• Tâche courte a
Dans l'entretien sur Blacksad, combien de planches compte une BD selon Canales ?

Interview de Guarnido et Canales : le phénomène Blacksad (suite)



Revenons au scénario. Puisque vous avez lu mon billet, vous savez que j'ai effectivement été un peu dur avec le scénario.. Jouons carte sur table. C'est vrai que ce qui frappe au premier abord, et c'est une chose que tout le monde relève : c'est le dessin qui est effectivement assez spectaculaire. Par contre, au niveau du scénario, vous avez voulu faire quelque chose de très classique, de très référentiel par rapport à ce que vous aimiez dans la littérature et dans le cinéma. Vous pensez que c'est le scénario qu'il fallait faire sur "Blacksad", que c'était ça qui convenait ; de coller à cette ambiance-là ?

Canales : Une BD, c'est déjà quelque chose de très condensé (46 ou 50 planches). Le nombre de planches conditionne le type de mise en scène qu'on voulait faire, plus cinématographique, plus spectaculaire et qui pouvait nous permettre également de faire des planches avec une seule case à fond perdu. Ca nous conditionnait dans une certaine mesure à faire une trame qui ne devait pas être trop compliquée et qui soit bien plongée dans le genre du roman noir, donc bourrée de clichés. Dès le départ, il nous a semblé que le mélange entre les fables - quelque chose de très ancien et de traditionnel - et le cinéma ou le roman noir - davantage de notre temps, du 20ème siècle et plus moderne - était déjà un mélange assez intéressant et spectaculaire pour un premier album.

• Données fournies
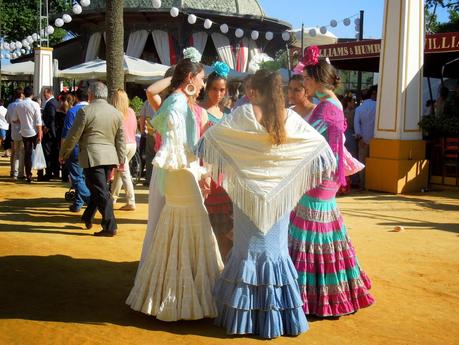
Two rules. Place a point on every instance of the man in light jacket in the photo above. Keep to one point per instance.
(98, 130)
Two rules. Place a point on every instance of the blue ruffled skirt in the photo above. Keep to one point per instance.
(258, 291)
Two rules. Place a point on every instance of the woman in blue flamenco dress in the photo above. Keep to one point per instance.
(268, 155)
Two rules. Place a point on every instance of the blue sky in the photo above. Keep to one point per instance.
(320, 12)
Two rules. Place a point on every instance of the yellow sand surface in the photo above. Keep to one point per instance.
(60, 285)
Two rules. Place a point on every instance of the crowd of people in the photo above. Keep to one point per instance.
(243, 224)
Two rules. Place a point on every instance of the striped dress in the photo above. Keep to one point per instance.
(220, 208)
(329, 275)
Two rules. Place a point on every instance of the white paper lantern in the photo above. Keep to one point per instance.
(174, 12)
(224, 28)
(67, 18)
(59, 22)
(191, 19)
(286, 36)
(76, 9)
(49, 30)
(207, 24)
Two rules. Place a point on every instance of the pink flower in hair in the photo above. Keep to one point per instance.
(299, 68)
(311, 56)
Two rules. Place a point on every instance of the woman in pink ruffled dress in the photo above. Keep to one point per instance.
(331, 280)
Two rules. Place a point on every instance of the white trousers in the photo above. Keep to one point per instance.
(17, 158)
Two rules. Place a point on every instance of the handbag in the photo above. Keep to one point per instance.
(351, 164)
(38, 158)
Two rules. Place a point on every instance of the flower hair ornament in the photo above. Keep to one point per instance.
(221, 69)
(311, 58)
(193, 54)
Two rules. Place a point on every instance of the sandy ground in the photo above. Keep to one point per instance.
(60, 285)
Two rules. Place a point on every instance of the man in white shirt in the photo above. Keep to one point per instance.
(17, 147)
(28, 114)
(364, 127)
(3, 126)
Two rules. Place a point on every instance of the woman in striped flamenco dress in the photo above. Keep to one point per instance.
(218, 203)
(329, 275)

...

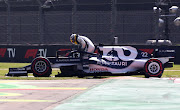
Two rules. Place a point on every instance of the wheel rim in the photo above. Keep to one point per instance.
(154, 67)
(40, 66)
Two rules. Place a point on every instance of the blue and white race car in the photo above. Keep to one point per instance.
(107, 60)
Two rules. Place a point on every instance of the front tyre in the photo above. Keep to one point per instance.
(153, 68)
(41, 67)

--

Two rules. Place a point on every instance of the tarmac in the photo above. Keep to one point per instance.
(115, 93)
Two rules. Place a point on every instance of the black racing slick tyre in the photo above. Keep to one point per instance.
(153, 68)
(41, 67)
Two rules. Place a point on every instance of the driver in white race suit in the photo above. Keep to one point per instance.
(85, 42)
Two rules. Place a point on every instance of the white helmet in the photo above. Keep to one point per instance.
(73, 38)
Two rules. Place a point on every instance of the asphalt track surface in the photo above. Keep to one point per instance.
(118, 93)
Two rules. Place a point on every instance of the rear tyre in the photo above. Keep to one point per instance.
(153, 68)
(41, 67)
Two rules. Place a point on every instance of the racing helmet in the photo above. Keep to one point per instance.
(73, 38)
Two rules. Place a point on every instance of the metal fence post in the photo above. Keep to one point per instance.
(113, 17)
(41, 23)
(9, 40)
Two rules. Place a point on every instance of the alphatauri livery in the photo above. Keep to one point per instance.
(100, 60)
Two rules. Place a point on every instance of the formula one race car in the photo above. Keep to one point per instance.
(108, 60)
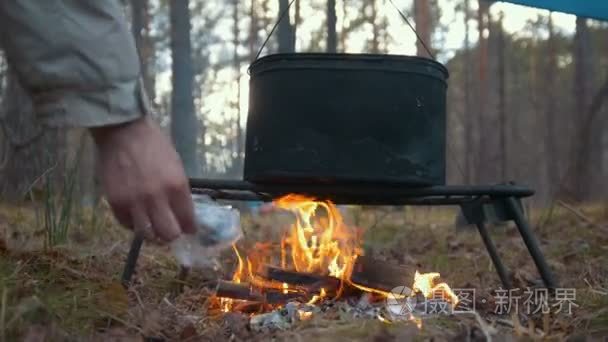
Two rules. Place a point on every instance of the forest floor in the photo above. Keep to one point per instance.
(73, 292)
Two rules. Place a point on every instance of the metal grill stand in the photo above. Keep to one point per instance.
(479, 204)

• Tâche courte b
Repérez dans les entrées chaque ligne qui contient le mot "surface", en respectant la casse, puis recopiez ces lignes.

• Réponse attendue a
Une BD compte 46 ou 50 planches.

• Réponse attendue b
Two rules. Place a point on every instance of the yellow sand surface in the photo above. Keep to one point per instance.
Two rules. Place a point on every instance of the asphalt track surface in the photo above. Keep to one point per instance.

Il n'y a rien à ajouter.